This release includes two fixes to resolve potential security issues.

DX-53757

Automatic Reflection refreshes were failing with the following error: StatusRuntimeException: UNAVAILABLE: Channel shutdown invoked

DX-53735

Profiles for some Reflection refreshes included unusually long setup times for WRITER_COMMITTER.

DX-53734

Wait time for WRITER_COMMITTER was excessive for some Reflection refreshes, even though no records were affected.

DX-53061

Following the upgrade to Dremio 21.2, some Delta Lake tables could not be queried, and the same tables could not be formatted again after being unpromoted.

DX-52652

Some queries on Parquet datasets in an ElasticSearch source were failing with a SCHEMA_CHANGE error, though there had been no changes to the schema.

DX-51465

Objects whose names included non-latin characters were not behaving as expected in Dremio. For example, folders could not be promoted and views were not visible in the home space.

DX-51394

When unlimited splits were enabled and running incremental metadata refreshes on a file-based table, running subsequent raw Reflections would fail with a DATA_READ error.

DX-48002

When Iceberg features were enabled, the location in the API was incorrect for some tables in S3 sources.

21.3.0 (July 2022) Enterprise

What's New

DX-51733

Azure Data Lake Storage (ADLS) Gen1 is now supported as a source on Dremio's AWS Edition. For more information, see Azure Data Lake Storage Gen1.

Entries pointing to named objects:
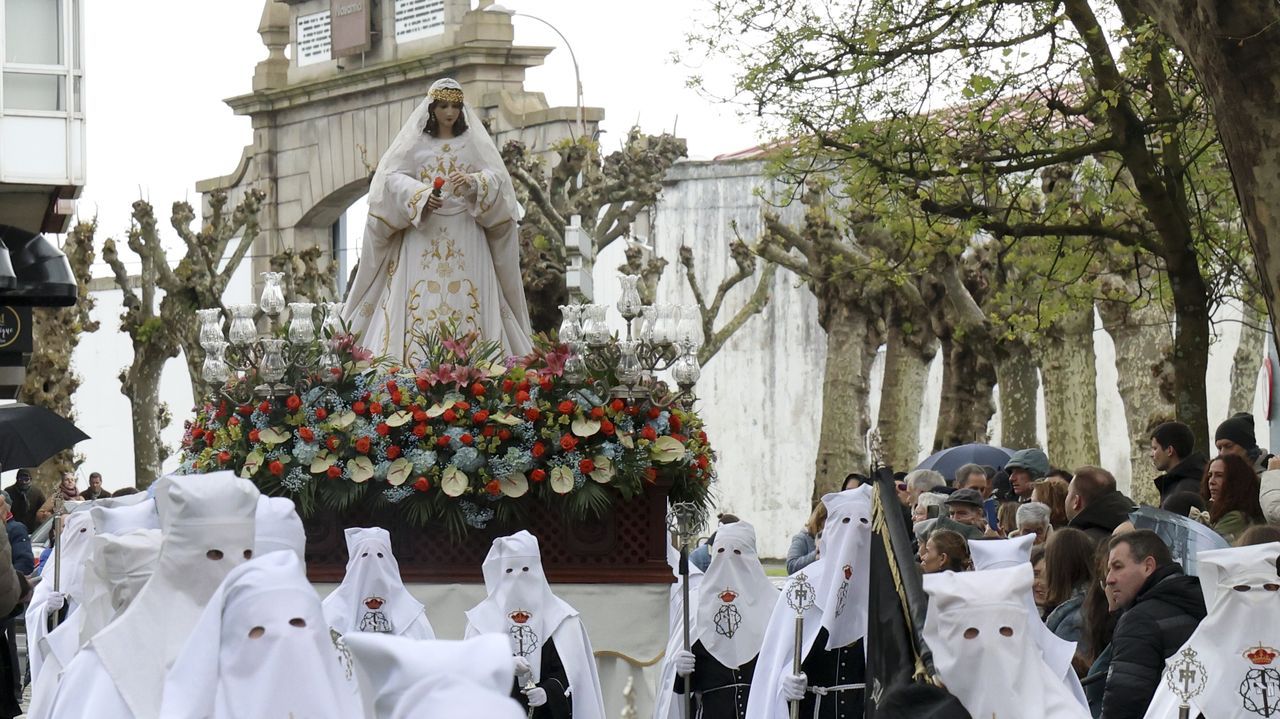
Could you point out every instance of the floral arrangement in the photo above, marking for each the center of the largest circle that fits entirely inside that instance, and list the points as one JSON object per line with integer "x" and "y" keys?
{"x": 461, "y": 439}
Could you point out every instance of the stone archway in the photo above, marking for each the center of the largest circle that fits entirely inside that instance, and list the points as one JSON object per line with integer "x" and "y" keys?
{"x": 320, "y": 128}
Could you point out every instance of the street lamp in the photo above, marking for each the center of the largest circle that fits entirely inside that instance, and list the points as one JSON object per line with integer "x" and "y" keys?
{"x": 577, "y": 74}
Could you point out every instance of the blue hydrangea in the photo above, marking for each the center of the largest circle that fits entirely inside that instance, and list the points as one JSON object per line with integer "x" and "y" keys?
{"x": 467, "y": 458}
{"x": 423, "y": 459}
{"x": 296, "y": 479}
{"x": 397, "y": 494}
{"x": 475, "y": 516}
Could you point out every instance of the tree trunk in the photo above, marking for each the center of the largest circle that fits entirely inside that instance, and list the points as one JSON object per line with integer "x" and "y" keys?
{"x": 1237, "y": 56}
{"x": 1191, "y": 343}
{"x": 1018, "y": 381}
{"x": 141, "y": 384}
{"x": 906, "y": 372}
{"x": 845, "y": 388}
{"x": 1070, "y": 390}
{"x": 967, "y": 397}
{"x": 1143, "y": 340}
{"x": 1248, "y": 360}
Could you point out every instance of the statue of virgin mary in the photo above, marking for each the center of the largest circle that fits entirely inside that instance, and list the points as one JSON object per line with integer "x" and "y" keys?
{"x": 440, "y": 242}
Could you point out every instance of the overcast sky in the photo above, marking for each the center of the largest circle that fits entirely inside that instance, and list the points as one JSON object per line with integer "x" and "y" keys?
{"x": 158, "y": 72}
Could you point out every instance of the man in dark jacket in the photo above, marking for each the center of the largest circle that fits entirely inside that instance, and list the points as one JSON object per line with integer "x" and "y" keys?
{"x": 1093, "y": 503}
{"x": 1161, "y": 608}
{"x": 1173, "y": 452}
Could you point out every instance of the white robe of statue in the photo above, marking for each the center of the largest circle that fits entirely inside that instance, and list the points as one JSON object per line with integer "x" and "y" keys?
{"x": 458, "y": 264}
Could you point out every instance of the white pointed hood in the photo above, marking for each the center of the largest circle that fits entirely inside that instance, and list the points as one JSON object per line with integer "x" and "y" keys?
{"x": 373, "y": 596}
{"x": 261, "y": 649}
{"x": 734, "y": 610}
{"x": 1234, "y": 655}
{"x": 208, "y": 525}
{"x": 277, "y": 526}
{"x": 391, "y": 668}
{"x": 978, "y": 632}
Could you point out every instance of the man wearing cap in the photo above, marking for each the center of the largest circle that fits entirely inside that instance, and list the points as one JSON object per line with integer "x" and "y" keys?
{"x": 1024, "y": 467}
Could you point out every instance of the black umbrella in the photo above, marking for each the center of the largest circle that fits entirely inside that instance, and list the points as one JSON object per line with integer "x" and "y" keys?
{"x": 30, "y": 434}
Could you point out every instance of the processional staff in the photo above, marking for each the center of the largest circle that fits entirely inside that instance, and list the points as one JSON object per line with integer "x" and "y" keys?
{"x": 685, "y": 522}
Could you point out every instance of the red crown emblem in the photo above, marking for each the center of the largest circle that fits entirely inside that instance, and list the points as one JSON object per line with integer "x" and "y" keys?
{"x": 1261, "y": 655}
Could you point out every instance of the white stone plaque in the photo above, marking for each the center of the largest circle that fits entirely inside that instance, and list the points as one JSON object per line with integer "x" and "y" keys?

Task » Summarize the release notes in two sentences. Rely solely on the release notes when responding.

Output for this exercise » The release includes two security fixes and resolves a range of issues, among them failing automatic Reflection refreshes, excessive WRITER_COMMITTER setup and wait times, Delta Lake tables that could not be queried after the upgrade to Dremio 21.2, and unexpected behavior of objects whose names contain non-latin characters. The 21.3.0 Enterprise release of July 2022 adds support for Azure Data Lake Storage (ADLS) Gen1 as a source on Dremio's AWS Edition.